● Set problem: Can you reproduce the lines from the one containing "Find the sky" through the one containing "<point>157,177</point>", inclusive, replacing "gold shoulder board" with "brass shoulder strap" and leaving everything else unchanged?

● Available data:
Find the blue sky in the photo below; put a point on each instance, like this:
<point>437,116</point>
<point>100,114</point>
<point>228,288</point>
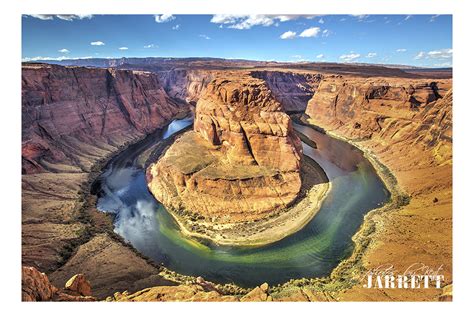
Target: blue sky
<point>420,40</point>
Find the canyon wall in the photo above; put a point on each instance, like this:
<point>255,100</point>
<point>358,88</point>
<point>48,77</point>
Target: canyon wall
<point>72,118</point>
<point>407,126</point>
<point>185,84</point>
<point>292,89</point>
<point>377,107</point>
<point>72,115</point>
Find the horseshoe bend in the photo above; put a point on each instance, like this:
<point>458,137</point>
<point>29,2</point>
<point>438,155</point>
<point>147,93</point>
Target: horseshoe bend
<point>239,177</point>
<point>205,179</point>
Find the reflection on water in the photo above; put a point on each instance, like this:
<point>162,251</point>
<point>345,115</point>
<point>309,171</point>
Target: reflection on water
<point>313,251</point>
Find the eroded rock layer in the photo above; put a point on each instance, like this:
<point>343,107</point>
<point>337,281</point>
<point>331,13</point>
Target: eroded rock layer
<point>240,163</point>
<point>72,118</point>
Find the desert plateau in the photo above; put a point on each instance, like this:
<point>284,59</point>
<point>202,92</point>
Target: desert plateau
<point>213,179</point>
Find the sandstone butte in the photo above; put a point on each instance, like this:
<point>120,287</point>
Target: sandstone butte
<point>75,117</point>
<point>233,177</point>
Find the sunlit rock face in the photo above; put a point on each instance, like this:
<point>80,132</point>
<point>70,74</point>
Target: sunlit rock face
<point>241,162</point>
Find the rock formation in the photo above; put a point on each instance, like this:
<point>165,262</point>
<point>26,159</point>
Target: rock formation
<point>71,115</point>
<point>35,286</point>
<point>292,89</point>
<point>363,108</point>
<point>240,164</point>
<point>72,118</point>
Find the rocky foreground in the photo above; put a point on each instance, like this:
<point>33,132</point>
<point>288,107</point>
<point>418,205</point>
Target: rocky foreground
<point>402,121</point>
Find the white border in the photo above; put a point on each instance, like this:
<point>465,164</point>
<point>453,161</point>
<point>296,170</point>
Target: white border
<point>11,135</point>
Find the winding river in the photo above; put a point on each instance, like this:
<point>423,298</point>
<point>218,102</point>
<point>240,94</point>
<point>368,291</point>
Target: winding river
<point>311,252</point>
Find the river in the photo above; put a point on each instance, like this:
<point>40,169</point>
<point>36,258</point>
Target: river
<point>311,252</point>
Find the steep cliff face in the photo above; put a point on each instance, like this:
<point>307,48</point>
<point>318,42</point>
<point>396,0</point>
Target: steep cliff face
<point>72,117</point>
<point>72,114</point>
<point>293,90</point>
<point>365,108</point>
<point>185,84</point>
<point>241,162</point>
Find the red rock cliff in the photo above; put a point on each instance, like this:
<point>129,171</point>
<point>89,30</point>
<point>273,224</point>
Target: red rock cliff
<point>65,110</point>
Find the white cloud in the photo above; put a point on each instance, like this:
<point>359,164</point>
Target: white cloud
<point>65,17</point>
<point>434,17</point>
<point>445,53</point>
<point>420,55</point>
<point>288,35</point>
<point>245,22</point>
<point>441,54</point>
<point>361,17</point>
<point>446,64</point>
<point>37,58</point>
<point>163,18</point>
<point>311,32</point>
<point>349,57</point>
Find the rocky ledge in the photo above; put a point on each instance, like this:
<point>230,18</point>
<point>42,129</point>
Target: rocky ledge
<point>236,178</point>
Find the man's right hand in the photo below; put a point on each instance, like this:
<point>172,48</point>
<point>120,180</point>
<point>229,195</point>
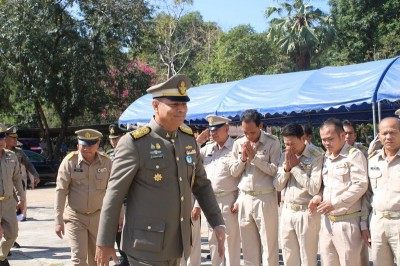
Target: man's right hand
<point>60,230</point>
<point>103,255</point>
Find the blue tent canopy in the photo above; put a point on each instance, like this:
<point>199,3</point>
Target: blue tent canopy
<point>299,96</point>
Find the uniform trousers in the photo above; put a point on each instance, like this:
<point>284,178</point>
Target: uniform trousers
<point>258,223</point>
<point>299,236</point>
<point>232,235</point>
<point>81,230</point>
<point>340,242</point>
<point>9,223</point>
<point>385,240</point>
<point>195,253</point>
<point>137,262</point>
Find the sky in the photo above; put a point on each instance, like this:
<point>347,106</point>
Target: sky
<point>230,13</point>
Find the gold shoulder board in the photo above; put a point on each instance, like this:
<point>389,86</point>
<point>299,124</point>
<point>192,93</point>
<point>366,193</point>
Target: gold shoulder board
<point>140,132</point>
<point>315,152</point>
<point>372,154</point>
<point>185,129</point>
<point>71,154</point>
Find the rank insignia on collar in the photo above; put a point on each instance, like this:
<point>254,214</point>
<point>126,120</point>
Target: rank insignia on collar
<point>157,177</point>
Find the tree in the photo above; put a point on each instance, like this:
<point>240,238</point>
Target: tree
<point>299,31</point>
<point>366,30</point>
<point>57,53</point>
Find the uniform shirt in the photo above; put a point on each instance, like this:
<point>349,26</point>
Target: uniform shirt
<point>256,174</point>
<point>345,180</point>
<point>24,160</point>
<point>10,175</point>
<point>304,180</point>
<point>216,163</point>
<point>157,171</point>
<point>82,183</point>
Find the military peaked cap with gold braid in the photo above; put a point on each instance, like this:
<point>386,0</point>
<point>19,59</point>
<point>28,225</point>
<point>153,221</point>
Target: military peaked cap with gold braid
<point>174,89</point>
<point>88,137</point>
<point>140,132</point>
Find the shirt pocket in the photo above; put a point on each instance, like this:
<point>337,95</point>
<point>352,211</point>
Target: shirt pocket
<point>148,234</point>
<point>374,177</point>
<point>101,178</point>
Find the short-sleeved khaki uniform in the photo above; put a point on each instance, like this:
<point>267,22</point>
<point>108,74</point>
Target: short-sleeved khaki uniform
<point>80,189</point>
<point>258,208</point>
<point>10,178</point>
<point>383,197</point>
<point>299,229</point>
<point>216,163</point>
<point>345,181</point>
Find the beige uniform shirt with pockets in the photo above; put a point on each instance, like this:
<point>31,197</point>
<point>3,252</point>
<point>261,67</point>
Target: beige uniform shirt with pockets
<point>345,180</point>
<point>82,184</point>
<point>256,174</point>
<point>304,180</point>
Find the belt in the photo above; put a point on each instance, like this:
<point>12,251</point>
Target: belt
<point>4,197</point>
<point>222,193</point>
<point>338,218</point>
<point>296,207</point>
<point>388,214</point>
<point>86,213</point>
<point>259,192</point>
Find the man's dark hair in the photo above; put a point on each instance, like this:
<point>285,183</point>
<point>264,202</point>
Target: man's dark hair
<point>293,130</point>
<point>307,130</point>
<point>333,122</point>
<point>347,123</point>
<point>251,115</point>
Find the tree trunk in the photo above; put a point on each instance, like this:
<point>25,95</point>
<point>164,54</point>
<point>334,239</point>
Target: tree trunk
<point>44,128</point>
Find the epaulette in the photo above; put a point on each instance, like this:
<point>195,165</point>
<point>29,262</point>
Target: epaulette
<point>315,152</point>
<point>185,129</point>
<point>372,154</point>
<point>10,151</point>
<point>351,149</point>
<point>140,132</point>
<point>272,136</point>
<point>71,154</point>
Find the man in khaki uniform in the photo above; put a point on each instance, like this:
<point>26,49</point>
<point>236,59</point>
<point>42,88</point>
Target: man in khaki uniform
<point>158,167</point>
<point>299,173</point>
<point>216,156</point>
<point>345,181</point>
<point>255,159</point>
<point>10,178</point>
<point>81,185</point>
<point>351,137</point>
<point>383,197</point>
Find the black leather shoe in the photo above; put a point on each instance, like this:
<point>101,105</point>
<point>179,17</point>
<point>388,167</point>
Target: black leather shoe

● Answer for the task:
Find the sky in the photo above; put a point on each instance, like this:
<point>347,106</point>
Target: sky
<point>230,13</point>
Find the brass shoulder strap in the photo above; put a point on each instance, like this:
<point>389,86</point>
<point>299,124</point>
<point>192,93</point>
<point>366,193</point>
Target: brass shoulder strap
<point>140,132</point>
<point>315,152</point>
<point>372,154</point>
<point>185,129</point>
<point>71,154</point>
Find the rank insignia on collar in the photo above; put a point on each instance, like this:
<point>254,214</point>
<point>126,120</point>
Target: rank insignia on collar
<point>157,177</point>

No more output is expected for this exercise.